◆ **WHAT YOU HAVE TO DO**:
Lay out every line of the material below as a numbered list, skipping the blank lines.

◆ **INPUT DATA**:
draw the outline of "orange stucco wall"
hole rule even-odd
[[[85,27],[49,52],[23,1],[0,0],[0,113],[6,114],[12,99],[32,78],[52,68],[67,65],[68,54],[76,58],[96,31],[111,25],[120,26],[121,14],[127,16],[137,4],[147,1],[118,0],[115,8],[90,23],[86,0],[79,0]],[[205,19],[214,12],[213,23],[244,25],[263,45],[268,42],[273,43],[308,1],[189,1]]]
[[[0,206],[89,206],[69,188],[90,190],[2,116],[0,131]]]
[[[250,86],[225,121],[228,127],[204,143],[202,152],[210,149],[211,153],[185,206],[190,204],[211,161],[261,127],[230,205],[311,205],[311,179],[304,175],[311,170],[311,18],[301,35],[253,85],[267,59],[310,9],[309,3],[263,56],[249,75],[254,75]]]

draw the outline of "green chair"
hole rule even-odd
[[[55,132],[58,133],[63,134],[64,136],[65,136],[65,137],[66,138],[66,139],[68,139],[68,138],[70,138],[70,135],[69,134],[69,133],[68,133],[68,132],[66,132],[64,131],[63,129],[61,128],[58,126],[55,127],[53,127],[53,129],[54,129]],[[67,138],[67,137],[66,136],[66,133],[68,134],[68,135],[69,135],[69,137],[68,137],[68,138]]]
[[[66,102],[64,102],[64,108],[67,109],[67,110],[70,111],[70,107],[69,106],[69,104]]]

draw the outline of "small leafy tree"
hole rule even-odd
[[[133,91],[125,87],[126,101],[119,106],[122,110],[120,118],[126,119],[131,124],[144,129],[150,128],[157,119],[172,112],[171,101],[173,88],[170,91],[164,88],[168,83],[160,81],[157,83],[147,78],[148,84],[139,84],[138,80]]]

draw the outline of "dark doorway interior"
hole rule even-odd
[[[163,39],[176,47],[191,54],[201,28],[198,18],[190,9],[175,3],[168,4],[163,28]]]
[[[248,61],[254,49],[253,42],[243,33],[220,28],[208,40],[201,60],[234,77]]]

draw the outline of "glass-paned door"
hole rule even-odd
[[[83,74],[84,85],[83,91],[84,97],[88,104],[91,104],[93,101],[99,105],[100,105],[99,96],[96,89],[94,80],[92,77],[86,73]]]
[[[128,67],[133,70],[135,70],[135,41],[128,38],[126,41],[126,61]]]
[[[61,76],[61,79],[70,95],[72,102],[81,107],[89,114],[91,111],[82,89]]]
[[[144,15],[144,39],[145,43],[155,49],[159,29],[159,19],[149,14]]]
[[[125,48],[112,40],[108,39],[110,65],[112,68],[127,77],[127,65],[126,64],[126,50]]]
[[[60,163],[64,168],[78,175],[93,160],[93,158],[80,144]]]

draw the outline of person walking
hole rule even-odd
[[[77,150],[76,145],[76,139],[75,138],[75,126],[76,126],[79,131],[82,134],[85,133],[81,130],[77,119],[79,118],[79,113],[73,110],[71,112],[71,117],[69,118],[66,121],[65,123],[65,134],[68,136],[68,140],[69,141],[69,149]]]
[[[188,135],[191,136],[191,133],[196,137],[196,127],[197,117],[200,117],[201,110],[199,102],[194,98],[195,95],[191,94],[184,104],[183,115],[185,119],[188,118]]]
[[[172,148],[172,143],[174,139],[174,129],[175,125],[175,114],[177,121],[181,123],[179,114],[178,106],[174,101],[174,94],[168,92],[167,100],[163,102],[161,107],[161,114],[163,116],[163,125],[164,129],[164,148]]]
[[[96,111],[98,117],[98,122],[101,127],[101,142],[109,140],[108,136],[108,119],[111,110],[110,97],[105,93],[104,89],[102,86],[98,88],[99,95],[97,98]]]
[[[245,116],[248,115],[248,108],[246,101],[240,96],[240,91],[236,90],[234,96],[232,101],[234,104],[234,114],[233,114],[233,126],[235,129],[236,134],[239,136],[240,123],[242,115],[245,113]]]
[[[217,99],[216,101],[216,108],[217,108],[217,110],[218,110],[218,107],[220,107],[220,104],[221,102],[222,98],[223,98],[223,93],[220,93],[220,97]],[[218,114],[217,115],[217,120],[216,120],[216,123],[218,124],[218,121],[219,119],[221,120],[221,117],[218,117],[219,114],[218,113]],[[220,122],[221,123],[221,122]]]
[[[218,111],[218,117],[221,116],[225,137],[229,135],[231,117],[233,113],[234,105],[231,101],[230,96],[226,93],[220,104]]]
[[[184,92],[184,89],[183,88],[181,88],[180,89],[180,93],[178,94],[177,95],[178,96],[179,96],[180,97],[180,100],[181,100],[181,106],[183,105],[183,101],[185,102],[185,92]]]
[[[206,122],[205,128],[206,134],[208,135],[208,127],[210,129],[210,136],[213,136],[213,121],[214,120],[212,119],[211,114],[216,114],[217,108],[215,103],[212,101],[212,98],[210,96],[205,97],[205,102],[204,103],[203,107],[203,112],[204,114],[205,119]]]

◆ **WORKED SOLUTION**:
1. draw the outline of "orange stucco wall"
2. hole rule even-odd
3. [[[85,27],[49,52],[23,1],[0,0],[0,113],[6,114],[12,99],[32,78],[52,68],[67,65],[68,54],[76,58],[96,31],[111,25],[120,26],[121,14],[127,16],[137,4],[147,1],[118,0],[115,8],[90,23],[86,0],[79,0]],[[205,19],[214,12],[213,23],[244,25],[263,45],[268,42],[273,43],[308,1],[189,1]]]
4. [[[0,206],[89,206],[69,188],[90,190],[2,116],[0,131]]]
5. [[[250,86],[225,121],[228,127],[204,143],[202,152],[210,149],[211,153],[185,206],[190,204],[211,161],[261,127],[230,205],[311,205],[311,179],[304,175],[311,170],[311,18],[301,35],[253,85],[267,59],[310,9],[309,3],[263,56],[249,75],[254,75]]]
6. draw the outline of "green chair"
7. hole rule even-odd
8. [[[55,132],[58,133],[63,134],[64,136],[65,136],[65,137],[66,138],[66,139],[68,139],[68,138],[70,138],[70,135],[69,134],[69,133],[68,133],[68,132],[66,132],[64,131],[63,129],[61,128],[58,126],[55,127],[53,127],[53,129],[54,129]],[[67,138],[67,137],[66,136],[66,133],[68,134],[68,135],[69,135],[69,137],[68,137],[68,138]]]
9. [[[66,102],[64,102],[64,108],[67,109],[67,110],[70,111],[70,107],[69,106],[69,104]]]
10. draw the outline of "small leafy tree"
11. hole rule even-odd
12. [[[133,91],[125,87],[126,101],[119,106],[122,110],[120,118],[126,119],[131,124],[144,129],[150,128],[157,119],[172,112],[171,101],[173,88],[170,91],[164,88],[168,83],[160,81],[157,83],[147,78],[148,84],[139,84],[138,80]]]
13. draw the outline of "dark doorway interior"
14. hole rule even-odd
15. [[[163,39],[176,47],[191,54],[201,28],[198,18],[190,9],[175,3],[168,4],[163,28]]]
16. [[[248,61],[254,49],[253,42],[243,33],[220,28],[208,40],[201,60],[234,77]]]
17. draw the outline of "glass-paned door"
18. hole rule even-odd
19. [[[83,74],[84,85],[83,91],[84,97],[88,104],[91,104],[93,101],[99,105],[100,105],[99,96],[96,89],[94,80],[92,77],[86,73]]]
20. [[[128,67],[133,70],[135,70],[135,41],[128,38],[126,41],[126,61]]]
21. [[[61,76],[61,79],[70,95],[72,102],[81,107],[89,114],[91,111],[82,89]]]
22. [[[144,15],[144,39],[145,43],[155,49],[159,29],[159,19],[149,14]]]
23. [[[125,48],[112,40],[108,39],[110,65],[112,68],[127,77],[127,65],[126,64],[126,50]]]
24. [[[60,163],[64,168],[78,175],[93,160],[93,158],[80,144]]]
25. draw the outline of person walking
26. hole rule even-odd
27. [[[77,150],[76,145],[76,139],[75,138],[75,126],[76,126],[79,131],[82,134],[85,133],[81,130],[77,119],[79,118],[79,113],[73,110],[71,112],[71,117],[69,118],[66,121],[65,123],[65,134],[68,136],[68,140],[69,141],[69,149]]]
28. [[[188,135],[191,136],[191,133],[196,137],[196,127],[197,117],[200,117],[201,110],[199,102],[194,98],[195,95],[191,94],[184,104],[183,115],[185,119],[188,118]]]
29. [[[172,148],[172,143],[174,139],[174,129],[175,125],[175,114],[177,121],[181,123],[179,114],[178,106],[174,101],[174,94],[168,92],[167,100],[163,102],[161,107],[161,114],[163,116],[163,125],[164,129],[164,148]]]
30. [[[96,111],[98,117],[98,122],[101,127],[101,142],[109,140],[108,136],[108,119],[111,110],[110,97],[105,93],[104,89],[102,86],[98,88],[99,95],[97,98]]]
31. [[[245,116],[248,115],[248,108],[246,101],[240,96],[240,91],[236,90],[234,96],[232,101],[234,104],[234,114],[233,114],[233,126],[235,129],[236,134],[239,136],[240,123],[242,115],[245,113]]]
32. [[[217,99],[216,101],[216,108],[217,108],[217,110],[218,110],[218,107],[220,107],[220,104],[221,102],[222,98],[223,98],[223,93],[220,93],[220,97]],[[218,114],[217,115],[217,120],[216,120],[216,123],[218,124],[218,121],[219,119],[221,120],[221,117],[218,117],[219,114],[218,113]],[[220,122],[221,123],[221,122]]]
33. [[[218,111],[218,117],[221,116],[225,137],[229,135],[231,117],[233,113],[234,105],[231,101],[230,96],[226,93],[220,104]]]
34. [[[184,92],[184,89],[183,88],[181,88],[180,89],[180,93],[178,94],[177,95],[178,96],[179,96],[180,97],[180,100],[181,100],[181,106],[183,105],[183,101],[185,102],[185,92]]]
35. [[[206,122],[205,128],[206,134],[208,135],[208,127],[210,129],[210,136],[213,136],[213,121],[214,120],[212,119],[211,114],[216,114],[217,108],[215,103],[212,101],[212,98],[210,96],[205,97],[205,102],[204,103],[203,107],[203,112],[204,114],[205,119]]]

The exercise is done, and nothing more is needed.